Natural language region descriptions
= Beginning of Section =

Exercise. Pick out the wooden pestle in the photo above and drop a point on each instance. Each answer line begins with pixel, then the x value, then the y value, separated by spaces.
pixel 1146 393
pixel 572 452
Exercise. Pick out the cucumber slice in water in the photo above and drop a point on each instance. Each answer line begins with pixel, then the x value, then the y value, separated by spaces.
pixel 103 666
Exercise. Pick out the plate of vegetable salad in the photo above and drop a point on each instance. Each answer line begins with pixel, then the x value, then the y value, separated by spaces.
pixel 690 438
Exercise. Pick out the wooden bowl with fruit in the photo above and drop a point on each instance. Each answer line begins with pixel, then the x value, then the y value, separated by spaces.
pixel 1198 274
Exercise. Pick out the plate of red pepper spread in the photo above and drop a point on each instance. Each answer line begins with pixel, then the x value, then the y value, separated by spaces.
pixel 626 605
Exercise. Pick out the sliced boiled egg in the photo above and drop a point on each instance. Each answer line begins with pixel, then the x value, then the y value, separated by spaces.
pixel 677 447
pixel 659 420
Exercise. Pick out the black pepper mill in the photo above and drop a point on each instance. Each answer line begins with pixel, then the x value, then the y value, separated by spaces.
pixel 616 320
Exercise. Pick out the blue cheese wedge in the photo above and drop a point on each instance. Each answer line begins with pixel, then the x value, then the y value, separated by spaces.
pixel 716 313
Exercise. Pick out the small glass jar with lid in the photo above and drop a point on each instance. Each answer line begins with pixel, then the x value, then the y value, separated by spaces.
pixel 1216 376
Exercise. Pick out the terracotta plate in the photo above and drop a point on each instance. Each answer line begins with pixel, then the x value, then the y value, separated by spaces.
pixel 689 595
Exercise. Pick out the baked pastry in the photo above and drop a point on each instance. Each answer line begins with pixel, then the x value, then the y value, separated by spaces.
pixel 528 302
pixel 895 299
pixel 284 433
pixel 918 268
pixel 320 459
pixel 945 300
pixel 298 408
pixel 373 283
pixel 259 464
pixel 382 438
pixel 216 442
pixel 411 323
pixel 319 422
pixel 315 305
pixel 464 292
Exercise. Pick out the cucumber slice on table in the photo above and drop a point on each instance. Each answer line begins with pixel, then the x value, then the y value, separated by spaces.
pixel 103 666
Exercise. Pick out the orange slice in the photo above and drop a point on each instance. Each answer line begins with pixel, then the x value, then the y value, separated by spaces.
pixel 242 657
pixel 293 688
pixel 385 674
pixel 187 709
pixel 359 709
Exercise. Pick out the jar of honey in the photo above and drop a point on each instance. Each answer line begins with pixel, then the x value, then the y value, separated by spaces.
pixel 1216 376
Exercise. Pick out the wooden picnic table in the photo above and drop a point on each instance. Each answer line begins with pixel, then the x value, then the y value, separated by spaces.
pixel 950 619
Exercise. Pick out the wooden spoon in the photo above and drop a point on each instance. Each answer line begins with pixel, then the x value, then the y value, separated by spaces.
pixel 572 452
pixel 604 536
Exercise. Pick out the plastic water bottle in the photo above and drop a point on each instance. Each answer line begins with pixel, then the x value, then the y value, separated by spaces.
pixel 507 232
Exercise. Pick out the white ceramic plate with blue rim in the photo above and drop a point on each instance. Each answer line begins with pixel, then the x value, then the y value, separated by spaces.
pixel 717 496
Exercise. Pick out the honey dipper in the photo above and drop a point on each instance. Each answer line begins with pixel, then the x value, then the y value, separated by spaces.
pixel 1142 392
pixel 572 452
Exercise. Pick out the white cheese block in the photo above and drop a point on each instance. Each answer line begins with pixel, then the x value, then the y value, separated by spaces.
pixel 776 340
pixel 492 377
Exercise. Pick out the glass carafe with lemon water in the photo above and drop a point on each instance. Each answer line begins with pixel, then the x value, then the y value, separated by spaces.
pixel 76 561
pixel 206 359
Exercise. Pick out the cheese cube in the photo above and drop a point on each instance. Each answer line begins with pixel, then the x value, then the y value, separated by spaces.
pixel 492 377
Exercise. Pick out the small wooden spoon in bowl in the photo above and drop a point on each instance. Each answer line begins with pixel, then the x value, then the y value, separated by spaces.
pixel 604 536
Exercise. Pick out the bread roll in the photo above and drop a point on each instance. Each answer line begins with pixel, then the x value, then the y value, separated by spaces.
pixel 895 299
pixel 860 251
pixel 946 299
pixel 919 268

= End of Section =

What needs to be done
In full and without error, restate the data.

Task response
Exercise. Pick out the wooden pestle in the photo above and drop a point on each instance. Each answer line begins with pixel, then the x value, then the y value, separated by spaces.
pixel 1146 393
pixel 572 452
Exercise. Pick out the cucumber slice in water in the photo above and drop a point on each instance. Each answer line begins with pixel, then the x value, then the y value, separated by spaces.
pixel 103 666
Exercise. Pick out the plate of vegetable salad in the photo above and drop a point on each instance. Each answer line begins with pixel, then the x value, then the y value, separated by spaces.
pixel 690 438
Exercise. Pick out the wooden bowl with fruit in the photo above and drop a point on each instance. Each answer line begins with pixel, then the x value, then the y value, separated by spaces.
pixel 1198 274
Exercise. Pick out the plate of red pepper spread in the photo above and drop a point on each instance. Each answer line begins with pixel, then the x value, then the y value, separated by spaces.
pixel 626 605
Exercise. Pick out the sliced boiled egg in the photo above and drop a point on each instance. Each answer line begins with pixel, then the x value, then the y value, separated by spaces.
pixel 677 447
pixel 659 420
Exercise. Pick out the black pepper mill in the photo above and drop a point on each instance. Each answer line begins with pixel, then the x value, then the y value, separated by spaces.
pixel 616 320
Exercise. Pick out the blue cheese wedge in the photo above and drop a point on each instance. Each answer line begins with pixel, then the x value, then the y value, separated by spaces.
pixel 716 313
Exercise. Pick out the small glass jar with lid in the photo above and drop a point on each instance. Each answer line begins with pixel, then the x value, then the y value, separated by spaces.
pixel 1216 376
Exercise. Pick out the terracotta plate in the photo above and drop a point on each instance. Each answer line begins with pixel, then the x value, then the y value, separated by spaces.
pixel 689 595
Exercise. Pick out the baked pastry in the photo above and drop a point on each instance. Each answer line begins with pixel, then the x value, then the y value, separated by spaces.
pixel 528 302
pixel 895 299
pixel 284 433
pixel 918 268
pixel 320 459
pixel 945 300
pixel 298 408
pixel 373 283
pixel 259 464
pixel 382 438
pixel 216 442
pixel 411 323
pixel 319 422
pixel 315 305
pixel 464 292
Exercise. Pick out the cucumber slice on table in the photo above and drop a point on each instance. Each answer line begins with pixel, then the x value, then the y value, separated by spaces.
pixel 103 666
Exercise. Pick out the orange slice in the photo above and drop a point on each instance. Each answer line begins with pixel, then the x value, then the y value, separated by spaces.
pixel 242 657
pixel 293 688
pixel 385 674
pixel 187 709
pixel 359 709
Exercise. Pick out the jar of honey in the photo above and drop a point on each instance. Each answer line begins with pixel, then the x value, then the y value, separated by spaces.
pixel 1216 376
Exercise. Pick out the wooden picnic table in the photo above and drop a point on each instance. Each answer line begins with pixel, then the x value, then the y value, separated by spaces.
pixel 950 619
Exercise. Pick out the wooden spoon in the photo above and drop a point on each instance. Each answer line begins with pixel, then the x value, then the y value, separated by spaces.
pixel 572 452
pixel 604 536
Exercise. Pick out the plastic water bottle in the photo above and drop a point on each instance. Each answer line begins with pixel, then the x value, then the y value, separated by spaces.
pixel 507 232
Exercise. Pick out the white ceramic plate with blue rim in the photo above and drop a point on each instance. Each answer line begins with pixel, then the x value, then the y value, separated by spaces.
pixel 717 496
Exercise. Pick out the honey dipper in the photo above and drop a point on each instance. Each answer line begins with pixel, then the x value, then the y value, separated by spaces.
pixel 1142 392
pixel 572 452
Exercise. Pick out the white cheese block in the photo above and drop a point on each instance. Each answer line begins with pixel, then the x value, then the y value, separated by spaces.
pixel 776 340
pixel 492 377
Exercise. Pick out the glass carafe with lemon water in the photo above and drop a point on each instance. Each answer line begins with pixel, then the x value, then the y value, separated by spaces.
pixel 76 561
pixel 206 359
Exercise. Pick out the cheese cube in the photo above and drop a point on each instance. Each answer line begins with pixel, then the x value, then the y value, separated by spaces.
pixel 492 377
Exercise. Pick out the small wooden spoon in bowl in the photo above and drop a point on each instance. Each answer line begins with pixel, then the x value, then the y value, separated by spaces.
pixel 604 536
Exercise. Pick out the bread roll in the photo above and drop a point on each instance. Each answer line begins with pixel, then the x value, then the y value, separated by spaces.
pixel 895 299
pixel 860 251
pixel 946 299
pixel 919 268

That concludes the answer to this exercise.